GREVILLE, John (d.1444), of Sezincote, Glos.

Published in The History of Parliament: the House of Commons 1386-1421, ed. J.S. Roskell, L. Clark, C. Rawcliffe., 1993
Available from Boydell and Brewer

Family and Education

yr. s. of William Greville (d.1401) of Chipping Campden, Glos. by his 1st w. Mary (d.1386). m. (1) bef. Nov. 1406, Sibyl (c.1387-27 Aug. 1425), da. and h. of Sir Robert Corbet* of Hadley, Salop, prob. by his 2nd w., s.p.; (2) bef. 1427, Joyce (c.1405-19 July 1473), da. of Sir Walter Cokesay of Great Cooksey, Worcs. and sis. and event. h. of Sir Hugh Cokesay, 1s.

Offices Held

Commr. of array, Glos. Sept., Oct. 1403, May 1415, May 1418, Mar. 1419; inquiry Feb. 1406 (estates late of the earl of Huntingdon), Glos., Bristol Jan. 1414 (lollards); sewers, Glos. Mar. 1410; to raise royal loans Nov. 1419, Glos., Warws., Worcs. July 1426, May 1428, Glos. Mar. 1430, Mar. 1431, Feb. 1436, Mar. 1439, Nov. 1440, Mar., Aug. 1442; assess contributions to a tax on income from land Apr. 1431, Jan. 1436.

Sheriff, Glos. 13 Feb.-22 Nov 1405, 1 Dec 1415-10 Nov. 1417, 15 Jan.-12 Dec. 1426.

J.p. Glos. 20 Feb.-July 1406, 26 Nov. 1416-39, 6 Mar. 1444-d.

Escheator, Glos. 9 Nov. 1406-30 Nov. 1407, 9 Dec. 1408-7 Nov. 1499, 10 Nov. 1413-10 Feb. 1415, 4 Nov. 1418-23 Nov. 1419.

Receiver-general of the estates of John, duke of Bedford, prob. by Aug. 1419-bef. Dec. 1426.

Steward of the estates of Anne, dowager countess of Stafford, in Glos., Hants and Wilts. by Mich. 1433-5.1

Biography

The Grevilles, of Norman or Flemish extraction, had settled in Chipping Campden by 1276. John was one of six sons of William Greville, perhaps the richest and most influential of the Cotswolds wool merchants of his day, whose large brass in the church which his substantial contributions helped to rebuild, affirms him to have been ‘quondam civis Londonie et flos mercatorum lanarum totius Anglie’. John started his career in his father’s calling: in October 1395 both men took out royal letters of pardon for trespasses against the statute regulating the purchase of wool; and it was perhaps the father’s confidence in John’s sound business sense which prompted him to name him among his executors. William Greville had invested his profits of trade in property: before his death in 1401 he had finished building the fine town-house which remains nearly opposite the Woolstaplers’ Hall in Campden, and purchased over 14 messuages in the town, as well as the manors of Lasborough and Meon nearby; while over the Warwickshire border, near Stratford-upon-Avon, he had bought the manor of Milcote. Certain of these holdings, including Milcote, were long to remain in the possession of John’s stepmother Joan ( Sir Philip Thornbury’s* sister), who married Sir Edward Benstede* and lived on until 1449 (after John’s own death); while the rest were distributed among William Greville’s sons, for the most part falling to the eldest, Lewis (who made his home at Drayton in Oxfordshire). John’s share was Lasborough, which had been settled on him in 1385 at the time of its purchase. The rise of the merchant family to gentry status is marked not only by William Greville’s second marriage, but also by that of his daughter Alice to Edmund Ludlow (d.1409), who owned ‘Ludlowes’ manor in Campden. John Greville was to be a trustee of this property on behalf of his niece, Margaret, who subsequently married Sir Baldwin Strange.2)

- [Dataset content]
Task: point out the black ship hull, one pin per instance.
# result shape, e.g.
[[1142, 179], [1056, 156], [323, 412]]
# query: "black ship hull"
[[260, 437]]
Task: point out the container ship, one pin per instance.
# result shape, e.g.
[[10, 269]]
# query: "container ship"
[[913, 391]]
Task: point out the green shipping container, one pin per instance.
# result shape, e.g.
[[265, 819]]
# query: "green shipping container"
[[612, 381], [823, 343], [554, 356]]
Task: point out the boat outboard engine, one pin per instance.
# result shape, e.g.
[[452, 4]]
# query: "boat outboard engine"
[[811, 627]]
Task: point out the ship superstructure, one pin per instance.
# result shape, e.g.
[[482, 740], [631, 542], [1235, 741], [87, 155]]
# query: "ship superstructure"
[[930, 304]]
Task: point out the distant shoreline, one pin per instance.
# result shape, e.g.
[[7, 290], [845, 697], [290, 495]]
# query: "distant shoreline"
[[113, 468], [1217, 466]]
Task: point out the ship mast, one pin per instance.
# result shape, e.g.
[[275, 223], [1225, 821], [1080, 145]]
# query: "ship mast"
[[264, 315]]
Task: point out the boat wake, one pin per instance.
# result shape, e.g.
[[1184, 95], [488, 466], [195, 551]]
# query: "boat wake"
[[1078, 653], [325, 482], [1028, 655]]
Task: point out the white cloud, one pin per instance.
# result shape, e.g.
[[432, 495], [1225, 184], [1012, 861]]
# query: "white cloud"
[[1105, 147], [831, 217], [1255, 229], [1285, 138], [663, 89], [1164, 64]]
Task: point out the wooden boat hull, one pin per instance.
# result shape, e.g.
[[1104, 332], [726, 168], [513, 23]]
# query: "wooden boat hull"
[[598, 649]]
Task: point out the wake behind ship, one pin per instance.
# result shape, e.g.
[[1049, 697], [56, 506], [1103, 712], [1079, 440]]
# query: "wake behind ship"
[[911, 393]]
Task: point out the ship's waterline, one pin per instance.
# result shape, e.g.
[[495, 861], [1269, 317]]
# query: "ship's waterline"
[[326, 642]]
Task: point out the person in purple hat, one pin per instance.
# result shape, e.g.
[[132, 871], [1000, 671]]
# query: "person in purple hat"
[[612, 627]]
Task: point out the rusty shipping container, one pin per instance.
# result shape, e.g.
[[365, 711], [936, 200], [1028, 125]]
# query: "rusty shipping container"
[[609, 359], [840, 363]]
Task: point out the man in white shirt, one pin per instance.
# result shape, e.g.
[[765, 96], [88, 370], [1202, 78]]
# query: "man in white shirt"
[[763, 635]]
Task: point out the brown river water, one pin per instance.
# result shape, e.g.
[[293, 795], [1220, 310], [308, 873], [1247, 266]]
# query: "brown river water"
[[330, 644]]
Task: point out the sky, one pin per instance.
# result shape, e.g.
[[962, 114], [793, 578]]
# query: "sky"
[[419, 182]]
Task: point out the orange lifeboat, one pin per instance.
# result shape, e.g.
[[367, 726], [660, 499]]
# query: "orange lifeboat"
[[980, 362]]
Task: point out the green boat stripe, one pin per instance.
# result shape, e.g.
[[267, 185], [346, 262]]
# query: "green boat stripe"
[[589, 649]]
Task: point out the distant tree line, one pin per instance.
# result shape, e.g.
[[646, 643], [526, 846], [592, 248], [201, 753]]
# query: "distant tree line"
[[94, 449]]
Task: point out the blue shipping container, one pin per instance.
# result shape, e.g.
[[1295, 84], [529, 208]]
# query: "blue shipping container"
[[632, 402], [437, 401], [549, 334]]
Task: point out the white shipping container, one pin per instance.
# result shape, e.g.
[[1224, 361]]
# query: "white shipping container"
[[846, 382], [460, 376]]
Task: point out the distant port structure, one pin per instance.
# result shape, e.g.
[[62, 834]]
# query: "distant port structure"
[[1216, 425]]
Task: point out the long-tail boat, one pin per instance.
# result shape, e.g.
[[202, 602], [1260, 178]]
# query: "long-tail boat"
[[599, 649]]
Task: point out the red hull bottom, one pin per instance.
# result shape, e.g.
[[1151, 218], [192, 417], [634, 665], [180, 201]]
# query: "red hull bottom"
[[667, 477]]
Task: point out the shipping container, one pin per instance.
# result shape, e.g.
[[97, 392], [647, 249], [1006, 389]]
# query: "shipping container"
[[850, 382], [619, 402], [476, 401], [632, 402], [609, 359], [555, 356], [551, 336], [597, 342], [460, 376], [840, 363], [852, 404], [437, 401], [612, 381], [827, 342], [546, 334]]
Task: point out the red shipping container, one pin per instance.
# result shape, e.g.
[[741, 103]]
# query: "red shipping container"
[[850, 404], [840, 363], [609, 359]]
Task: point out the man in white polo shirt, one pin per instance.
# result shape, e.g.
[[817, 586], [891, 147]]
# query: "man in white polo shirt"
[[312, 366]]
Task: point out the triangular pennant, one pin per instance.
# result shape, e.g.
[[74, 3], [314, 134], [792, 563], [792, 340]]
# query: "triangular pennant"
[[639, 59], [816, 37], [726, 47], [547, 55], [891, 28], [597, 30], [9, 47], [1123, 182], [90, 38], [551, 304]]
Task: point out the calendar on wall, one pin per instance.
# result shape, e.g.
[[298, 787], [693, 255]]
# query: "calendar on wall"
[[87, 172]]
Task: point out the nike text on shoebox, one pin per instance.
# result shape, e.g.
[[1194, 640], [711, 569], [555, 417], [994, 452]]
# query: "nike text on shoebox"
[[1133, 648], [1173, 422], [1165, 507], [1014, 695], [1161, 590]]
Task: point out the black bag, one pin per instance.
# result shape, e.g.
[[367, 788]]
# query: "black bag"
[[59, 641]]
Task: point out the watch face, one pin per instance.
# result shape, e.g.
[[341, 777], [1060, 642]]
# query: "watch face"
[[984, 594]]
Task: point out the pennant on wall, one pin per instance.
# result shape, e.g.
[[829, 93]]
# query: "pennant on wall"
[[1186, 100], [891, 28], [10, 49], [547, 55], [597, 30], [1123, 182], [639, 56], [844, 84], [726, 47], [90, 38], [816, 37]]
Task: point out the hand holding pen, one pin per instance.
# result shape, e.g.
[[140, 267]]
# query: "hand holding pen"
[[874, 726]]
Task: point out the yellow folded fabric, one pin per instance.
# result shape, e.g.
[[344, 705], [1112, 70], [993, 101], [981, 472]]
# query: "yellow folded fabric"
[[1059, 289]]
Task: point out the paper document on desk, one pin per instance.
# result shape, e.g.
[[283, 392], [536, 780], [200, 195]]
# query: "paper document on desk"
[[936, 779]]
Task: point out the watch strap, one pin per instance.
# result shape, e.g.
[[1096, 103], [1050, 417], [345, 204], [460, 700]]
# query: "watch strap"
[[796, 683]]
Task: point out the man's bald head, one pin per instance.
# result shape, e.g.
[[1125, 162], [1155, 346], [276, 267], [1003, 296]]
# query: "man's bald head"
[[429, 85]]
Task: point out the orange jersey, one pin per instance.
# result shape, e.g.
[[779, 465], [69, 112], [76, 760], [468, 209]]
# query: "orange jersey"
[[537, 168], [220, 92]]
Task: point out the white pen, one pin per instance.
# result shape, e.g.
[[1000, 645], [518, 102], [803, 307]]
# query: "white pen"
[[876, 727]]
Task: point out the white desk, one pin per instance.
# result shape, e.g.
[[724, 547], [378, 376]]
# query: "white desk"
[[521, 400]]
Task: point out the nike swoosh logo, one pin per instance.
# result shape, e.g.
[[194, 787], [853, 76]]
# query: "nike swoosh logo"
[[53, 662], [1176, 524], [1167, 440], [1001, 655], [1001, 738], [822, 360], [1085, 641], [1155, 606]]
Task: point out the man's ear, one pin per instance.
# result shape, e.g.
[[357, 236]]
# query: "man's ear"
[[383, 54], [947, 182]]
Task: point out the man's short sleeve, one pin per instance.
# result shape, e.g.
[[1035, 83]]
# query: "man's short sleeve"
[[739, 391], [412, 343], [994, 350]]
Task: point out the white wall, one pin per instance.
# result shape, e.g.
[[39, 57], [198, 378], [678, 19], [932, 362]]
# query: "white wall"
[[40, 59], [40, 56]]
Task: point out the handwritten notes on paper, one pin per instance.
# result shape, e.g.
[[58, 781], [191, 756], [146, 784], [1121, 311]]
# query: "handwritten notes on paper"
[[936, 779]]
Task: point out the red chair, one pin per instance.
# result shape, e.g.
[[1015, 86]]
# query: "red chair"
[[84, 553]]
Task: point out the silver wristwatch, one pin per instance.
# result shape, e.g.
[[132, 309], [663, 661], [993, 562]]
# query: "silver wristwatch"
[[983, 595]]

- [What to work on]
1) Copy the Greville biography word for word, from "Offices Held" up to and including "Jan.-12 Dec. 1426.".
2) Turn the rows from the line with "Task: point out the black bag, one" up to and including the line with "[[984, 594]]" into a Markdown table with the columns Number and Row line, skipping any blank lines.
The Greville biography and the rows have nothing to do with each other.

- [Answers to each task]
1)
Offices Held

Commr. of array, Glos. Sept., Oct. 1403, May 1415, May 1418, Mar. 1419; inquiry Feb. 1406 (estates late of the earl of Huntingdon), Glos., Bristol Jan. 1414 (lollards); sewers, Glos. Mar. 1410; to raise royal loans Nov. 1419, Glos., Warws., Worcs. July 1426, May 1428, Glos. Mar. 1430, Mar. 1431, Feb. 1436, Mar. 1439, Nov. 1440, Mar., Aug. 1442; assess contributions to a tax on income from land Apr. 1431, Jan. 1436.

Sheriff, Glos. 13 Feb.-22 Nov 1405, 1 Dec 1415-10 Nov. 1417, 15 Jan.-12 Dec. 1426.

2)
| Number | Row line |
|---|---|
| 1 | Task: point out the black bag, one pin per instance. |
| 2 | # result shape, e.g. |
| 3 | [[367, 788]] |
| 4 | # query: "black bag" |
| 5 | [[59, 641]] |
| 6 | Task: point out the watch face, one pin per instance. |
| 7 | # result shape, e.g. |
| 8 | [[341, 777], [1060, 642]] |
| 9 | # query: "watch face" |
| 10 | [[984, 594]] |